>>

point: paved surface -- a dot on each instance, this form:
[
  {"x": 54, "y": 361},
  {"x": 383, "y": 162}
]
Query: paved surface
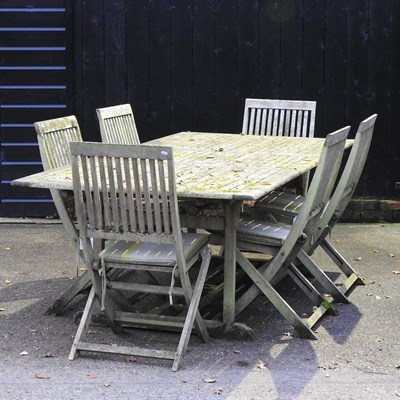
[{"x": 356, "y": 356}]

<<

▶ _EXERCISE DIRECTIONS_:
Each record above has to be written out again in full, but its pictures must not be.

▶ _WRITTEN RESPONSE_:
point: paved surface -- a dot on each instance, this form:
[
  {"x": 54, "y": 361},
  {"x": 383, "y": 162}
]
Query: paved surface
[{"x": 356, "y": 356}]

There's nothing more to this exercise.